▸ **WORK REQUIRED**
Give all of the data again exactly as written, omitting every image.

▸ **MATERIAL FOR THE TASK**

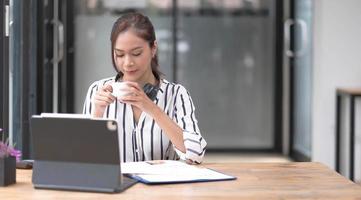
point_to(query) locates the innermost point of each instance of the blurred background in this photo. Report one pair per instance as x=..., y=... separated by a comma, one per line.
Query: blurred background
x=263, y=74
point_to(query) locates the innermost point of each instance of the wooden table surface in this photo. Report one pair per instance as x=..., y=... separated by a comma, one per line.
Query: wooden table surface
x=306, y=180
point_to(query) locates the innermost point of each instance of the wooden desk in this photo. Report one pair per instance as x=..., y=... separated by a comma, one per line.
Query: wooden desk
x=255, y=181
x=353, y=93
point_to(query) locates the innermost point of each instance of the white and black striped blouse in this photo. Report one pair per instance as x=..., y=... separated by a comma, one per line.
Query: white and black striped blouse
x=146, y=140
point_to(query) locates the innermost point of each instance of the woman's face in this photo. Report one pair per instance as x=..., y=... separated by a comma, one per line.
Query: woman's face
x=133, y=56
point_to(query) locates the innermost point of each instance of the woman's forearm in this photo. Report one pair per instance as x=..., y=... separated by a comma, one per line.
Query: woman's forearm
x=173, y=131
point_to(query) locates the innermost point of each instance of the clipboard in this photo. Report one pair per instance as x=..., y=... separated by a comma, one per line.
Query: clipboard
x=169, y=171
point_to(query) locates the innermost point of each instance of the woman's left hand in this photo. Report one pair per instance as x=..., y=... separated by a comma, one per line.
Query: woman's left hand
x=138, y=98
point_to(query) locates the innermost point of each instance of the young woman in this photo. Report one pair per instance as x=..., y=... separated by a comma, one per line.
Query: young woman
x=165, y=128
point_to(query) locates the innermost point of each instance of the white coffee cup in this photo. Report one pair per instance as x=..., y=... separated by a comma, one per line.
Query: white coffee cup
x=120, y=89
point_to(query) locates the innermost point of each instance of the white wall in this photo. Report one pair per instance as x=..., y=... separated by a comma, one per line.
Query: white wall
x=337, y=63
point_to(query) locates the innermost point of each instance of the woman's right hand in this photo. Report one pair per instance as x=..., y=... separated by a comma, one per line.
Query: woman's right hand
x=102, y=98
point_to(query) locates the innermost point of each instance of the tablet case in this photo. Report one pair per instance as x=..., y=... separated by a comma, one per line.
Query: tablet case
x=76, y=154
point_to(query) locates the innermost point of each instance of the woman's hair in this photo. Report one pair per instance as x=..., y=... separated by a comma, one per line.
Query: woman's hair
x=143, y=28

▸ **SOLUTION**
point_to(query) locates the innermost point of each instance of the blurred background in this photo. Report one pair per instance as x=..., y=... separated by a comma, one per line.
Query: blurred background
x=263, y=74
point_to(query) locates the innermost point of each instance of the wooden table surface in this photo. Report one pair per instance as x=..., y=... separated by a comma, one per line.
Query: wooden table surface
x=306, y=180
point_to(query) locates the innermost point of each instance of the wooden desk in this photo. Report one pair per instance as x=..., y=... separated by a comma, one per line.
Query: wooden desk
x=255, y=181
x=353, y=93
point_to(query) locates the innermost point of each instance of the white and black striped blouse in this photo. Report one pair per instance as x=..., y=... separated by a comma, one per line.
Query: white and black striped blouse
x=146, y=140
point_to(query) locates the innermost point of each instance of the woman's face in this photo. Report one pair per instance as x=..., y=... separated by a comma, one per line.
Query: woman's face
x=133, y=56
point_to(query) locates the innermost point of each instance of the woman's forearm in this photo. Report one pair per instance as x=..., y=... separated by a comma, one per line.
Query: woman's forearm
x=173, y=131
point_to(query) locates the innermost point of each instance of the clipboard in this photo. Report one pair per instance as x=..., y=... separated by a comma, one per line.
Query: clipboard
x=169, y=171
point_to(query) locates the innermost point of each instance of the woman's left hand in this photo. Report one pair per instance as x=..., y=... separated by a comma, one per line.
Query: woman's left hand
x=138, y=98
point_to(query) locates the innermost point of each instance of the young woman in this photo. Report one pair per instance as x=..., y=... separated by a comma, one per line.
Query: young woman
x=165, y=128
point_to(query) locates the innermost point of each instance of the white coffee cup in this photo. Report one pair per instance as x=..., y=... separated by a comma, one per line.
Query: white coffee cup
x=120, y=89
point_to(query) locates the innermost point of each instance of the white wall in this photo. Report one pair per instance as x=..., y=... separated by a comma, one per line.
Query: white wall
x=337, y=63
point_to(query) locates the innermost point of each instance of the woman's right hand in this photo. Report one pair per instance as x=..., y=... separated by a comma, one per line.
Query: woman's right hand
x=102, y=98
point_to(query) locates the innermost point of each instance of the tablet case in this photo. Report one pair per instance as x=..., y=... separated by a comma, one per line.
Query: tablet case
x=76, y=154
point_to(query) locates the innermost point of each instance of the woman's hair in this photo. Report one pair per instance as x=..., y=... separated by a comma, one per line.
Query: woman's hair
x=143, y=28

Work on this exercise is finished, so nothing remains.